- **Excerpt provided**:

──────

# People think Im weird when I do actually talk.



## adam709 (Mar 30, 2016)

I hate that I am quiet, I really do. Today I walked into a room and a bunch of people were talking to me and I got so disoriented nervous acting weird and shaky and All i did was nervously laugh and avoid people as they tried talking to me. I hated myself at that moment.

I think part of the reason Im quiet is because Im always afraid of breaking out of my shell and having comments like "OMG you talk" or omg that person is talking? awkward...

Its like when you dont talk people leave you alone and dont make the effort to talk to you. When you do open up or maybe drink and talk more everyone gives you this weird " your such a creepy weird person" look and i just hate that feeling and makes me want to keep to myself more. I just odnt understand how people talk so much and why I talk so little. Like I understand so much about sociability but never put it into practice and always end up looking soooooo ODDD.

IM FRUSTRATED AHHHHHHHH I WANNA NOT BE ANXIOUS ANYMOREEEE!!!!!!!!!


----------



## ManicXenophobe (Nov 8, 2013)

Happens all the time to me. People would joke that I gave off serial killer vibes. 
Its just a thing you have to live with, and push through, i guess.


----------



## ThatQuietGirl02 (Jan 14, 2014)

Some of it might be real and some of it might be in your head. You really have no way of knowing what others are thinking unless they just come right out and say it. I always have a really serious expression on my face (***** face) so there have been occasions when I was speaking and someone would out of no where say "You look like your dog died". I do not hear it that often but really the people who are saying it are people who I do not want to associate with anyway. I find it really rude to just blurt out something like that to somebody for no reason. 

But if you are speaking and people are just looking at you, even though the eye contact might feel weird they are most likely just listening to what you have to say. That happens to me alot too, since I am usually the quiet one when I do actually have something to say everyone suddenly shuts up and listens to me. lol. Like "omg shhhh! everyone, the quiet one has something to say" luckily no one has ever said THAT but it does feel like that sometimes.


----------



## Farideh (Nov 13, 2011)

Well you don't have to prove anything to those people. I bet you they aren't normies either. They're good at putting on a fake personality. People are who they truly are when they're at home. Don't tell me it's not true because it is.


----------



## MasticatorOG (Apr 11, 2016)

I'm glad since it sounds like ur personality has a safe haven at home but sometimes i still feel like i'm being judged and i still feel pressure to perform something or be something and impress my family. So i feel empty and confused and frustrated a lot especially since i still think they would either be better off without me, that anyone else would be a better daughter or cousin or sister, and that i dont deserve their love or food or attention. But thats just my tragedy. ??

──────

- **Data under study**:
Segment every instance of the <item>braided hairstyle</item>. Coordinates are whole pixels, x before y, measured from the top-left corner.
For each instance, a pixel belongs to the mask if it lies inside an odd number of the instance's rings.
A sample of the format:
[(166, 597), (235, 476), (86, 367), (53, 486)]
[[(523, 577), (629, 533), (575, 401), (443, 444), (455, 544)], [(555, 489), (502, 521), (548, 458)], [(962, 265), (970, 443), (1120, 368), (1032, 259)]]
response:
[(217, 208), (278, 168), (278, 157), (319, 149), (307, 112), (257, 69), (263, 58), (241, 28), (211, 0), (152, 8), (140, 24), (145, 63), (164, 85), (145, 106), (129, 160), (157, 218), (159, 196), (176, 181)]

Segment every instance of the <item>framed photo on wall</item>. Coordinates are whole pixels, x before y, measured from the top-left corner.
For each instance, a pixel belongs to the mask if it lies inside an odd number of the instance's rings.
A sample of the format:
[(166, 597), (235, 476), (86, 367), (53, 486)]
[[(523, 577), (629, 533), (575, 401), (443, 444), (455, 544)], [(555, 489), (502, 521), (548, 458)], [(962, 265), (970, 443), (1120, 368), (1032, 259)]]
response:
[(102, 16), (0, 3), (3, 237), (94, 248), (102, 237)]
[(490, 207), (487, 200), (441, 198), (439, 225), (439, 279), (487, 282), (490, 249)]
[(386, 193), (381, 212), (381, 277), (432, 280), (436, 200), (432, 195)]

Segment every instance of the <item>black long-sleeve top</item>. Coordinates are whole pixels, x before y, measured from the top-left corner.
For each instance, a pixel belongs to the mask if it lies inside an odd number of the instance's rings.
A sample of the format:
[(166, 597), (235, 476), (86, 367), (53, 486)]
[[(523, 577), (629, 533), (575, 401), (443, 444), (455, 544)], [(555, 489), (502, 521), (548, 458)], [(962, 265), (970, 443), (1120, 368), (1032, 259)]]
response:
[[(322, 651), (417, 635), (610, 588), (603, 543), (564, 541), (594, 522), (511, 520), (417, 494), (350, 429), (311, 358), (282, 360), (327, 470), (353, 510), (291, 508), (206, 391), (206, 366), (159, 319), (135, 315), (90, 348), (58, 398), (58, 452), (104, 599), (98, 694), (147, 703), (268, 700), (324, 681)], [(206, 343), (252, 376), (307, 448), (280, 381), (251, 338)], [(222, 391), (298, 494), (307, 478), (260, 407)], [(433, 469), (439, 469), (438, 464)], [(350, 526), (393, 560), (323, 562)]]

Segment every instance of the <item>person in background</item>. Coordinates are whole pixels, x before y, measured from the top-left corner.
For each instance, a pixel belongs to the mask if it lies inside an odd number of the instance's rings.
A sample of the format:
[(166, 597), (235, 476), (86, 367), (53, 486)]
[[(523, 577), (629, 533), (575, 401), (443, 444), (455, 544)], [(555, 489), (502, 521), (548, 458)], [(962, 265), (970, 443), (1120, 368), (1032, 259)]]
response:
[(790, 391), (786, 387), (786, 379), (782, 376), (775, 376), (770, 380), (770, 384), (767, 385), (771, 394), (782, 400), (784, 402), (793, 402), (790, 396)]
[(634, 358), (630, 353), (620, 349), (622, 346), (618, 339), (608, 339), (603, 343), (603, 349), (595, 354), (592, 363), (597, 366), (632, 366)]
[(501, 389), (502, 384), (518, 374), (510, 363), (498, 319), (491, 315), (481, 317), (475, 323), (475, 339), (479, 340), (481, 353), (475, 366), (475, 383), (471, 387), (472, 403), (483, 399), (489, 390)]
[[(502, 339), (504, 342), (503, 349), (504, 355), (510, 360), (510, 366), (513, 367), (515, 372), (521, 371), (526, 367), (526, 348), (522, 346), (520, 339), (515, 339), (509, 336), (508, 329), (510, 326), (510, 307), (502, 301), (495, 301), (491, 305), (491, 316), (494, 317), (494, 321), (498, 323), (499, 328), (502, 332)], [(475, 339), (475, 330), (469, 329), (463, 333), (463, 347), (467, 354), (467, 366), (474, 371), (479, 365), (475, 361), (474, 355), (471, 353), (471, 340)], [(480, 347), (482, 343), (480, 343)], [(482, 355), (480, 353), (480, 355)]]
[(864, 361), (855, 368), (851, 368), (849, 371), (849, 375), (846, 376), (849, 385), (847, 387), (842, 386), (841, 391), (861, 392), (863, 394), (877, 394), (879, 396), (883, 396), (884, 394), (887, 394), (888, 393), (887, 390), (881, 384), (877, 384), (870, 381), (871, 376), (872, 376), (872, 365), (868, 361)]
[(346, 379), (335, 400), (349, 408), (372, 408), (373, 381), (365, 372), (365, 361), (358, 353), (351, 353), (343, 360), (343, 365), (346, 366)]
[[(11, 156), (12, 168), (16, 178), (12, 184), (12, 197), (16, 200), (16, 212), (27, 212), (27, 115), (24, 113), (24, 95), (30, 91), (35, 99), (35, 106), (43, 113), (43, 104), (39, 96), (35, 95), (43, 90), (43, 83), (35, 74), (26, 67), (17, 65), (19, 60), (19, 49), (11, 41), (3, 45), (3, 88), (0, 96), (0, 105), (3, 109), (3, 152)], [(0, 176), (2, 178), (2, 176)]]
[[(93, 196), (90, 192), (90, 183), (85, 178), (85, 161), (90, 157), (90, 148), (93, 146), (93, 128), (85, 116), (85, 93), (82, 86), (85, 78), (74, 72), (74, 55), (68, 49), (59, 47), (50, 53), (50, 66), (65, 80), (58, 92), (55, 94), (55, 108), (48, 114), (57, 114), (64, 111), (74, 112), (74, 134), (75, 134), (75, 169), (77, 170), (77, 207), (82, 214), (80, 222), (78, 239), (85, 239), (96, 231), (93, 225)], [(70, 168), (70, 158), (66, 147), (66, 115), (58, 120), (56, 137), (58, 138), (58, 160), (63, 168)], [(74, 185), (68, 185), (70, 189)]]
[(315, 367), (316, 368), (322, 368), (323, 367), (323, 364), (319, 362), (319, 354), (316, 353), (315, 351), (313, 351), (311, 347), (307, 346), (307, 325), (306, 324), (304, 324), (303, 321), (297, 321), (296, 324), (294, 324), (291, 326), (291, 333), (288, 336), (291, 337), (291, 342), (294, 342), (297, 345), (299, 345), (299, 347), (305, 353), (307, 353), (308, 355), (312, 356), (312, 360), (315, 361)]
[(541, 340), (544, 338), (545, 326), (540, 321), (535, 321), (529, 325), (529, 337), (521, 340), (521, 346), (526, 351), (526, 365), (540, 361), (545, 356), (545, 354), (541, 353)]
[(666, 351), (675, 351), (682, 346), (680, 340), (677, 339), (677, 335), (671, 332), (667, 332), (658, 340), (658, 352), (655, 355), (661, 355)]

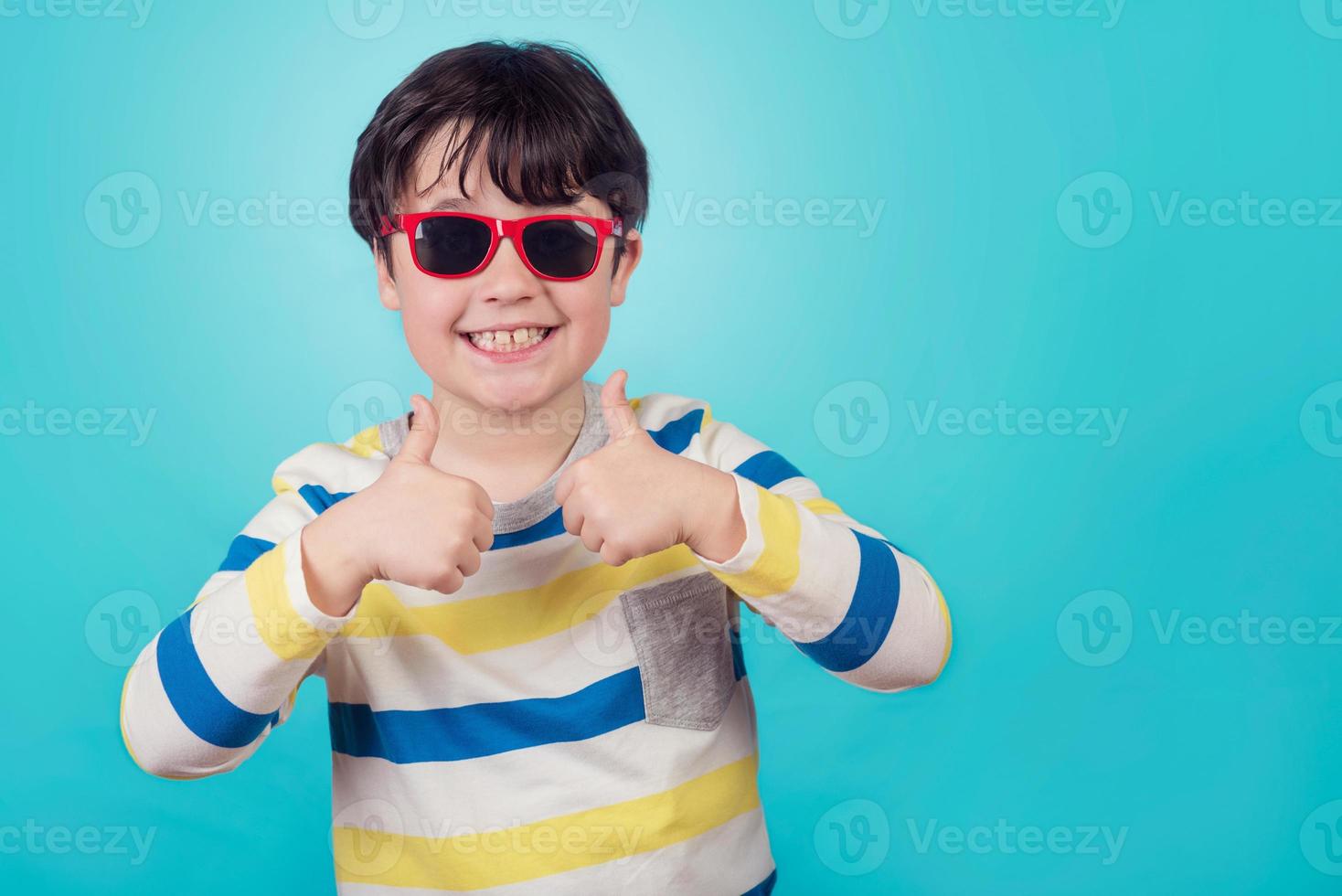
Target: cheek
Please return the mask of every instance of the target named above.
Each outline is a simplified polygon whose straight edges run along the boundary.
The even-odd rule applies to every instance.
[[[442,357],[450,346],[452,323],[460,317],[460,302],[451,288],[437,283],[407,282],[400,290],[401,327],[405,343],[421,363]]]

──────

- **Exercise set**:
**1.** Answer these about the forum thread on being quiet:
(a) What did people joke that ManicXenophobe gave off?
(b) What did someone say out of nowhere while ThatQuietGirl02 was speaking?
(c) According to Farideh, where are people who they truly are?
**2.** From the forum thread on being quiet, pull out everything from "## adam709 (Mar" down to "at that moment.", word for word.

- **Written responses**:
**1.**
(a) Serial killer vibes.
(b) "You look like your dog died."
(c) At home.

**2.**
## adam709 (Mar 30, 2016)

I hate that I am quiet, I really do. Today I walked into a room and a bunch of people were talking to me and I got so disoriented nervous acting weird and shaky and All i did was nervously laugh and avoid people as they tried talking to me. I hated myself at that moment.